- _Exercise objective_
Search the material below for the string "wristwatch" and list each line that holds it.

+---+

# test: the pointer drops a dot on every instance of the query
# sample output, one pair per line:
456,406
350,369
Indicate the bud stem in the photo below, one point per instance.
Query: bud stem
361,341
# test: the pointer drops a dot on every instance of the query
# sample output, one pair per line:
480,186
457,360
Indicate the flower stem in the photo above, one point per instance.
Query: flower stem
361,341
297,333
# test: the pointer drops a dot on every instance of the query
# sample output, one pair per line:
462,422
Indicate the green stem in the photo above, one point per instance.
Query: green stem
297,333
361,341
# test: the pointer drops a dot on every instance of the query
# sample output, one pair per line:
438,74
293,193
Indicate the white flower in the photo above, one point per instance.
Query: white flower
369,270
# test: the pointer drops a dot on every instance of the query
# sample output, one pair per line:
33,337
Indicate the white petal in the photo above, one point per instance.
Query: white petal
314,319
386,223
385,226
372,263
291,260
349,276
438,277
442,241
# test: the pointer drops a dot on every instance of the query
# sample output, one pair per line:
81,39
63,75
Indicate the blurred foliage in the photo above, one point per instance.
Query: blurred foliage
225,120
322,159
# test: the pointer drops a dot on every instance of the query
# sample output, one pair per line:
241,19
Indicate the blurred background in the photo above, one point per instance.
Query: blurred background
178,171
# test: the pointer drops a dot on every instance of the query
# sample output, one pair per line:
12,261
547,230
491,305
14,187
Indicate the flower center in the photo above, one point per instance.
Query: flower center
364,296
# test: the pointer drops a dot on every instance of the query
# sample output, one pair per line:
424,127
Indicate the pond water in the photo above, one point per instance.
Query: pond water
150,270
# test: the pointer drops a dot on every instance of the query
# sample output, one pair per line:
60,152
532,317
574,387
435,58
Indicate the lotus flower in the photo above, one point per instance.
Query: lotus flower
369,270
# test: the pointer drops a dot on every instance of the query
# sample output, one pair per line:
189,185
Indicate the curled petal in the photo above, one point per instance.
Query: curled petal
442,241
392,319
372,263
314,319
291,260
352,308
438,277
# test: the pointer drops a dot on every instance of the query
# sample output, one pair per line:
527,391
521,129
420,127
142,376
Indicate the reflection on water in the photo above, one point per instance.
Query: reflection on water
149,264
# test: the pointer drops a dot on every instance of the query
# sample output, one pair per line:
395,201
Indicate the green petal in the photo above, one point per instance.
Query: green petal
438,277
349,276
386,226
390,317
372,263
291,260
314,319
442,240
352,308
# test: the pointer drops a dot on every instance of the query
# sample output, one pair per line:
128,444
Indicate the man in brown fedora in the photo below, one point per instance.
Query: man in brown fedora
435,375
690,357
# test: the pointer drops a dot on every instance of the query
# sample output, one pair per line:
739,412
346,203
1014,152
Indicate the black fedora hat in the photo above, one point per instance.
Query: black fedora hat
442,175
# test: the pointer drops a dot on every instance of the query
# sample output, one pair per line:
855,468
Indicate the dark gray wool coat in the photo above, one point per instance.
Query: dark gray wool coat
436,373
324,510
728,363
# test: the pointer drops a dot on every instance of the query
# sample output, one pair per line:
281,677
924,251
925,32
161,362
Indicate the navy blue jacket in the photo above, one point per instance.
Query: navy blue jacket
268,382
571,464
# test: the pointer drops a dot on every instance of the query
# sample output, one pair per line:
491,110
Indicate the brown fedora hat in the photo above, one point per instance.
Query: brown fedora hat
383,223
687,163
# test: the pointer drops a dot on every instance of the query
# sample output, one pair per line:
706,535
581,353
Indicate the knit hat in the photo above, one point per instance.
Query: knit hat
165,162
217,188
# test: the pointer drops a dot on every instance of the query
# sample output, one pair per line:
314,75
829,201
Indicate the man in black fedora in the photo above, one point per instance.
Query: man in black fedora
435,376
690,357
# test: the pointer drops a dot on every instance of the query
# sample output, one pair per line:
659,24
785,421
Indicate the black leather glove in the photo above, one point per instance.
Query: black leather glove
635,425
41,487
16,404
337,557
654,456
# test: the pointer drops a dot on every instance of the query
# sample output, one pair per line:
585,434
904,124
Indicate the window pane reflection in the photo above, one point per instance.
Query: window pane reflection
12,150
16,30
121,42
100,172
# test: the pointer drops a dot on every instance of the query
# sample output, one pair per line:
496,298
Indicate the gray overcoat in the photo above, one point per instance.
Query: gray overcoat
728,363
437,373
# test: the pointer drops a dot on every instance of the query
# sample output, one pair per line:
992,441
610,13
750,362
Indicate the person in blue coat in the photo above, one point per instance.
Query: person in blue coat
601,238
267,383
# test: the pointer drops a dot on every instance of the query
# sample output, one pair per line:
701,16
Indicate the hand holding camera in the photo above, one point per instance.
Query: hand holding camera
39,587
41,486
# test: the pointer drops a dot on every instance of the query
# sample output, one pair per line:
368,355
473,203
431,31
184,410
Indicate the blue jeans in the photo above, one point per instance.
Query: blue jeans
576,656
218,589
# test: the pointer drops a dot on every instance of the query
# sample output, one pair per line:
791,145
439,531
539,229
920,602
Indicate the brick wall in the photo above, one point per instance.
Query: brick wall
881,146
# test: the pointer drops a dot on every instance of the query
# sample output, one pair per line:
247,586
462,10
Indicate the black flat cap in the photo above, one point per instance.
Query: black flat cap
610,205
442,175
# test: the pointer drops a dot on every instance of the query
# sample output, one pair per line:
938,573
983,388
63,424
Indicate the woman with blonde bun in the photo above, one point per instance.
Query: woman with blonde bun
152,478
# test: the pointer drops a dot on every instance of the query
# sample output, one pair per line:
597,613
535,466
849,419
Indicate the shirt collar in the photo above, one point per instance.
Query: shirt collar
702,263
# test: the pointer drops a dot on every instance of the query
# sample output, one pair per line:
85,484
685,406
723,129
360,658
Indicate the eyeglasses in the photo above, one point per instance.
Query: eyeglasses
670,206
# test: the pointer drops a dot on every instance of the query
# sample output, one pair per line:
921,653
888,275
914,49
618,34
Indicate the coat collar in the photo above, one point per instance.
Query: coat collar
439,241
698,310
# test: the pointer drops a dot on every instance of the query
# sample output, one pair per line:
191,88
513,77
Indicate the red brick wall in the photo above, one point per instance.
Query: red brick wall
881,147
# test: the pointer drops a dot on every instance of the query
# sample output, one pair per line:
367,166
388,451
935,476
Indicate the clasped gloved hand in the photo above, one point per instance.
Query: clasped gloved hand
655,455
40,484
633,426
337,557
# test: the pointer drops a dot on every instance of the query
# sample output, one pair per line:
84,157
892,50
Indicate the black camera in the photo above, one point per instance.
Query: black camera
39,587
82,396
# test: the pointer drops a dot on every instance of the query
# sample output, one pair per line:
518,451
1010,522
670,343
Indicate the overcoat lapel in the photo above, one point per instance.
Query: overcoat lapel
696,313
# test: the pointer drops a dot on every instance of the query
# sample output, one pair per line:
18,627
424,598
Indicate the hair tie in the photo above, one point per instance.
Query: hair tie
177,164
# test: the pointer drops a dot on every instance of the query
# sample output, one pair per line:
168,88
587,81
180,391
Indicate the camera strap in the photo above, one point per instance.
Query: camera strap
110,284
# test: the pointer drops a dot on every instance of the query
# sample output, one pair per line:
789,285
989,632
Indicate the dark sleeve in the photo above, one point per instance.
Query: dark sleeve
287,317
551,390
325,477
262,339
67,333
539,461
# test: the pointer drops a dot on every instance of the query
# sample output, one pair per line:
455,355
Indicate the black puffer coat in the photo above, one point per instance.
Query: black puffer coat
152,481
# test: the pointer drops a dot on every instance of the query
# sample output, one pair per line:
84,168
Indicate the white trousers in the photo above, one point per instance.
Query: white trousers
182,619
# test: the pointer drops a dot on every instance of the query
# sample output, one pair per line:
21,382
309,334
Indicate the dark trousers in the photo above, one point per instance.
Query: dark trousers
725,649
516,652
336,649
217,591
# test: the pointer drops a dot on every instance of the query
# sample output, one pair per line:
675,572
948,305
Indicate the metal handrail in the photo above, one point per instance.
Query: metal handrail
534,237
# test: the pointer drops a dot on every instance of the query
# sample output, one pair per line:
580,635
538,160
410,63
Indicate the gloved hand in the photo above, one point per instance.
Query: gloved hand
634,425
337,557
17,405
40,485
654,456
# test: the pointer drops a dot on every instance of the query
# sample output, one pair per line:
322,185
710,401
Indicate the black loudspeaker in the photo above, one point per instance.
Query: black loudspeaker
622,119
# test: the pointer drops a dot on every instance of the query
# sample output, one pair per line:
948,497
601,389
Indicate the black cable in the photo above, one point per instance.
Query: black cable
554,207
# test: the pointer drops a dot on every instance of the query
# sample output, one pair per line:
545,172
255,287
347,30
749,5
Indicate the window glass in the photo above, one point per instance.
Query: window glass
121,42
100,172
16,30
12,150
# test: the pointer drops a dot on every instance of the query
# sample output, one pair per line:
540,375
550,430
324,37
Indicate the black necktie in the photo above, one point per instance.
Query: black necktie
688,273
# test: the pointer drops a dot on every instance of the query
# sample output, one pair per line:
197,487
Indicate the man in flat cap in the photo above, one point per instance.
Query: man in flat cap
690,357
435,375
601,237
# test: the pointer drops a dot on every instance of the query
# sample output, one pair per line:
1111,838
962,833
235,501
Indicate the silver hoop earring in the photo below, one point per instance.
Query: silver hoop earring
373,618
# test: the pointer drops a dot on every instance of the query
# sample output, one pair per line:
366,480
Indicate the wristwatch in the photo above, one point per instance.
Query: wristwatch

+---+

- _Exercise answer_
Indicate the wristwatch in the photo above, one point per instance.
Query: wristwatch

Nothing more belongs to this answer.